**RECORDED DATA:**

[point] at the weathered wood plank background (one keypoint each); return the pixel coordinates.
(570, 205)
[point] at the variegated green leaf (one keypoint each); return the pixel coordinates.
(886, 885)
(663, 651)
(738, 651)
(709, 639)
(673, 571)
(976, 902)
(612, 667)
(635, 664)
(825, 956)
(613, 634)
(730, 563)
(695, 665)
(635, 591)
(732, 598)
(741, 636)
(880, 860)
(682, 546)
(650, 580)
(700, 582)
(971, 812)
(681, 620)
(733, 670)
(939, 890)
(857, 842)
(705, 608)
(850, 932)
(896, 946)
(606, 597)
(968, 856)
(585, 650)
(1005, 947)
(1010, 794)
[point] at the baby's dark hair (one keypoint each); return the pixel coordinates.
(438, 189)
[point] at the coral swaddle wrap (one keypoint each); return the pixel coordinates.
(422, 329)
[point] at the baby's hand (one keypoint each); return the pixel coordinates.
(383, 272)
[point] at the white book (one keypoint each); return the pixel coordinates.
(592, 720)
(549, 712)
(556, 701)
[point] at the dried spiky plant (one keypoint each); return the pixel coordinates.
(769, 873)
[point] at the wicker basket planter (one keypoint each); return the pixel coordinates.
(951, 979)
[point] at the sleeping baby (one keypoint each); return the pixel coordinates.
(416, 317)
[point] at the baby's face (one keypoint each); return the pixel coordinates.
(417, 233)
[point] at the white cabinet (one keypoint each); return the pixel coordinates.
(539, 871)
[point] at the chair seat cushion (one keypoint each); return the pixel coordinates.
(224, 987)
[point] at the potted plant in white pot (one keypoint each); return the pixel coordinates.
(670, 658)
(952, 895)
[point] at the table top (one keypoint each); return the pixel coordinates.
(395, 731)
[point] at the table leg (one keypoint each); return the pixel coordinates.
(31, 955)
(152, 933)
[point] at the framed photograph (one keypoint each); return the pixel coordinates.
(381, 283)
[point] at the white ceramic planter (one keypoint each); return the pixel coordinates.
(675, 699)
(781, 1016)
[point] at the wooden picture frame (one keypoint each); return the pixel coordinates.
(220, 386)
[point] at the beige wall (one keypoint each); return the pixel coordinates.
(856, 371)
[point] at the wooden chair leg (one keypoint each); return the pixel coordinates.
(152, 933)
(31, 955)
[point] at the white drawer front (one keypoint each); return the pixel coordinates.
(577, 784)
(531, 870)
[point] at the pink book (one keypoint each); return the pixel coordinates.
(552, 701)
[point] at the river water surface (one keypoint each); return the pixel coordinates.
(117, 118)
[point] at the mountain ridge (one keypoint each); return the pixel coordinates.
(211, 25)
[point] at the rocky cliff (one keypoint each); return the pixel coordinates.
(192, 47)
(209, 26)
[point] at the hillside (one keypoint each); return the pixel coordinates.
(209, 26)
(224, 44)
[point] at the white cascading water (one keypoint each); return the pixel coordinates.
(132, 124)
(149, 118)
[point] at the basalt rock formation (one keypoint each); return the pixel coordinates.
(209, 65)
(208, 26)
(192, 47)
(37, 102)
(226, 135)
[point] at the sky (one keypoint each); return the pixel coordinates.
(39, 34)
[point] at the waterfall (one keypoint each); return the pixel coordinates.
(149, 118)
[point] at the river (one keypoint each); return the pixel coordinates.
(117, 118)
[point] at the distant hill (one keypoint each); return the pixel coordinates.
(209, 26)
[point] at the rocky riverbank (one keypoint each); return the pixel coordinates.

**THE TASK:**
In full and without error, retype the entries above.

**SOLUTION FOR THIS PROBLEM:**
[point] at the weathered wood plank background (one keypoint each); return the pixel coordinates.
(570, 205)
[point] at the variegated green leaf (one keypoint each); return the pixel coordinates.
(886, 885)
(663, 651)
(738, 651)
(709, 639)
(673, 571)
(976, 902)
(612, 667)
(635, 664)
(825, 956)
(613, 634)
(730, 563)
(695, 665)
(635, 591)
(732, 598)
(741, 636)
(880, 860)
(682, 546)
(650, 580)
(700, 582)
(971, 812)
(681, 620)
(733, 670)
(939, 890)
(857, 842)
(705, 608)
(850, 932)
(896, 946)
(606, 597)
(968, 856)
(585, 650)
(1005, 947)
(1010, 794)
[point] at the baby's dark hair (one keypoint each); return the pixel coordinates.
(438, 189)
[point] at the coral swaddle wrap (one keypoint each); return the pixel coordinates.
(422, 329)
[point] at the baby's hand (one keypoint each); return the pixel coordinates.
(383, 272)
[point] at the white book (one keypoint each); return the pixel coordinates.
(592, 720)
(549, 712)
(556, 701)
[point] at the dried spiky plant (one keypoint each); return the pixel coordinates.
(769, 873)
[point] at the wicker basket planter (one keypoint each); return the pixel coordinates.
(951, 979)
[point] at the sleeping baby (one keypoint each); return the pixel coordinates.
(416, 317)
[point] at the baby's face (one keypoint each); return the pixel coordinates.
(417, 233)
[point] at the white cabinet (one keypoint each); return the pixel coordinates.
(539, 871)
[point] at the chair seat cushion (one keypoint each); return the pixel coordinates.
(224, 987)
[point] at the potted plant in white pot (one keypoint each); return the pixel coordinates.
(670, 658)
(952, 895)
[point] at the table top (one keypoint each); return the pixel coordinates.
(395, 731)
[point] at the table leg (one keypoint each); return the pixel coordinates.
(31, 955)
(152, 933)
[point] at the framed photograph (one keypoint each); return the pixel coordinates.
(381, 283)
[point] at the white ceramic planter (one keypoint each); return the pixel coordinates.
(675, 699)
(781, 1016)
[point] at the wooden picture frame (one keypoint each); return the pixel coordinates.
(220, 386)
[point] at the beige wall (one keypoint each); return the pixel coordinates.
(856, 371)
[point] at the wooden chair leg (one keypoint each); return the pixel coordinates.
(152, 933)
(31, 955)
[point] at the white drawer front (one keypoint each); return the pixel coordinates.
(577, 784)
(531, 870)
[point] at the pink book (one keypoint each); return the pixel coordinates.
(552, 701)
[point] at the river water surface (one keypoint each); return the pixel coordinates.
(117, 118)
[point] at the mountain ridge (one keypoint each); return the pixel coordinates.
(211, 25)
[point] at the rocky cliff (one keypoint each); return the pixel coordinates.
(192, 47)
(209, 26)
[point] at the hillside (one keypoint each); return the pixel coordinates.
(209, 26)
(224, 44)
[point] at the white cascading water (one keypoint each); return the pixel coordinates.
(132, 124)
(149, 118)
[point] at the basalt rock formation (one keypoint each); return the pixel coordinates.
(209, 65)
(208, 26)
(192, 47)
(37, 102)
(226, 135)
[point] at the sky (one keypoint each); return the pixel coordinates.
(39, 34)
[point] at the waterfall (one keypoint each); return the pixel coordinates.
(149, 118)
[point] at the river (one keypoint each); return the pixel coordinates.
(117, 118)
[point] at the distant hill (one keypoint each); return the pixel coordinates.
(209, 26)
[point] at the rocky riverbank (one keypoint each); return the pixel coordinates.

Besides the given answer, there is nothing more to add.